── Study text
This is the time of year commentators like to weigh in about the big themes on the Edinburgh fringe. The festival is a cultural barometer and, after a few days of back-to-back theatregoing, you seem to get an insight into society’s most pressing concerns. Last year, for example, it was all about colonialism and its connections to misogyny, capitalism and violence.
Things this year, of course, are different, but the Traverse is gamely flying the festival flag with an online programme that captures something of the excitement of plays rubbing up against each other. Being released over the course of this week, its audio-only Breakfast Plays introduce five playwrights whose concerns extend beyond our current Covid preoccupations but can’t quite shake off a sense of apocalyptic doom.
Fascinatingly, three of them respond to the brief to “tackle what happens after an earth-shattering event occurs” by moving into fantasy territory. Uma Nada-Rajah begins The Watercooler in an everyday staff room, but takes a magical-realist turn when Laura Lovemore’s Kai leaves her human form.
Her transformation is a response to the expectations put upon her as a black woman. Previously ignored when she complained of racism in her white workplace, she now finds herself championed in the company’s post-George Floyd rush to make amends. Preferring to set her own agenda, she rejects the system and escapes.
In Rabbit Catcher, Rebecca Martin initially appears to go backwards into a world of ancient myth. Set on Ord Hill, with its views of Inverness, her play is animated by a living landscape and populated by the nameless dead. The haunting sound design by Oğuz Kaplangı adds to the poetic air, but rather than pull us back into fantasy escapism, Martin thrusts us forward to a gender battle full of feminist rage. This is ancient myth repurposed for today.
────
── Record extracts
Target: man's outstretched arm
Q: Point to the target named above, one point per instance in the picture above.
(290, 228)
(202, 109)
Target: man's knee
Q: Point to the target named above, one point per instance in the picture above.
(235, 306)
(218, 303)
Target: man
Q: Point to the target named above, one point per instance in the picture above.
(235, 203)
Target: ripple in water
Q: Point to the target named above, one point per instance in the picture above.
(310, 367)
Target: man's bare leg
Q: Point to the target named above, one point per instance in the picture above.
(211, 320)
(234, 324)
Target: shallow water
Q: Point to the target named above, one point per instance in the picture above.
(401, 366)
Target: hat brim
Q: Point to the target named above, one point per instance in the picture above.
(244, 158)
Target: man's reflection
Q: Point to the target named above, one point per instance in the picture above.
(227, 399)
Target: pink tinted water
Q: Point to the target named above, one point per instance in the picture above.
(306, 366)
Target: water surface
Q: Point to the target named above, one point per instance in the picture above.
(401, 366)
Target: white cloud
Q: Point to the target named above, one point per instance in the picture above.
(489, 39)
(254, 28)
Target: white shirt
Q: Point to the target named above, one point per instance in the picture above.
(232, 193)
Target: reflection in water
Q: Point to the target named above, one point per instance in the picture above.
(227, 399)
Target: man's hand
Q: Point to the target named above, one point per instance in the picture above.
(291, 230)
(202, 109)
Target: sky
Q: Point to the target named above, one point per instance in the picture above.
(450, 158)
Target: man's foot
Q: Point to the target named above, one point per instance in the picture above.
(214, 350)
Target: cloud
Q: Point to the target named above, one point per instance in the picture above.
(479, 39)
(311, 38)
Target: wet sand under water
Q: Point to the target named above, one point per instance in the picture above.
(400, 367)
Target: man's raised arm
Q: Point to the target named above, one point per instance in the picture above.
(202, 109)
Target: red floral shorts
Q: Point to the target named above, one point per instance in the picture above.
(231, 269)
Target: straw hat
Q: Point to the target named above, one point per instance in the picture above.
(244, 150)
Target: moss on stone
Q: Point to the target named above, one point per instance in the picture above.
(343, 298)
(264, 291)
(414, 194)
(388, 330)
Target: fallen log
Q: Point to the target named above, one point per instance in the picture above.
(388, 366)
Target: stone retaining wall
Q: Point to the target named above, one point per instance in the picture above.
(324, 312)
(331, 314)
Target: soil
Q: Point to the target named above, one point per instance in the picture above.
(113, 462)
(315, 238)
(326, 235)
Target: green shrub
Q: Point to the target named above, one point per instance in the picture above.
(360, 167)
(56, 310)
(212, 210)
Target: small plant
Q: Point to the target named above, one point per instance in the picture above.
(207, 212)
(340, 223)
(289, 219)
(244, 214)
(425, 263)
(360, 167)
────
Your instructions:
In the review of the Traverse's Breakfast Plays, where is Rabbit Catcher set?

Result:
On Ord Hill, with its views of Inverness.